● Passage to read:
++++

The federal fuel tax doesn't come close to paying for road transportation. First, the federal highway trust fund is bankrupt. Second, it only pays for U.S. highways and interstates. Your state gas tax pays some for local roads but the biggest contributer to road maintenance is the property tax. The sales tax also plays a significant role in may areas. Third, the feds don't even pay for all of the maintenance on U.S. highways and interstates. Your state is paying for some of that too.
So no, fuel taxes don't cover it. Not even close.
Are you kidding me? Just how petty are we today? This is not a "rights" issue. This is a responsibility issue.
First, if affiliates receive some kind of compensation from Amazon, they should pay taxes on it. Hopefully everyone can agree on that.
The larger issue is how to collect the state/local sales taxes from Amazon customers. All local retailers need to collect the taxes and send them to the appropriate units of government. It should be no different for Amazon or any other online or mail-order retailer. Their prices are artificially low due to the lack of sales tax and that's poor policy when it comes to maintaining a healthy business climate. We need our local retailers for many reasons, not the least of which is their local presence, meaning they have a stake in what happens in the community.
We're all responsibile for our society and paying taxes is part of that. Amazon and other non-local retailers essentially facilitate tax evasion by consumers. Yes, it is the consumers who are evading but it is Amazon and others who are complicit in it.
The local sales taxes pay for vital things like roads, schools, emergency services and a host of other things. Paying taxes isn't a case of, "do I benefit, and if not, I shouldn't have to pay." We all benefit from these things and we all have a responsibility to support them. Anything less is shirking your responsibility. I've never understood why anti-tax forces hate their communities so much.
Gas taxes and vehicle registration fees don't come close to paying for roads. Many areas use some form of sales tax to pay for part of their transportation infrastructure. So the shipping companies do not in fact pay for all of Amazon's use.
Amazon does make use of police services, schools, etc. because Amazon needs civilation to survive. That's the point. We can't separate one body's responsibility from another. We all depend on it all.

++++

● Data listing:
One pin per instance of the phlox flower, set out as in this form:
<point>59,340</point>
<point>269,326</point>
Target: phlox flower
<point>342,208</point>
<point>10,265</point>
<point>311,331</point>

++++

● Parts of the exercise:
**1)** From the comments on taxes, give the stretch from "The local sales" through "of Amazon's use.".
**2)** In the comments on taxes, what is named as the biggest contributor to road maintenance?
**3)** List each vital thing that the comments on taxes specifically name as paid for by local sales taxes.

● Solutions to the exercise:
**1)**
The local sales taxes pay for vital things like roads, schools, emergency services and a host of other things. Paying taxes isn't a case of, "do I benefit, and if not, I shouldn't have to pay." We all benefit from these things and we all have a responsibility to support them. Anything less is shirking your responsibility. I've never understood why anti-tax forces hate their communities so much.
Gas taxes and vehicle registration fees don't come close to paying for roads. Many areas use some form of sales tax to pay for part of their transportation infrastructure. So the shipping companies do not in fact pay for all of Amazon's use.

**2)** The property tax.

**3)** Roads, schools, emergency services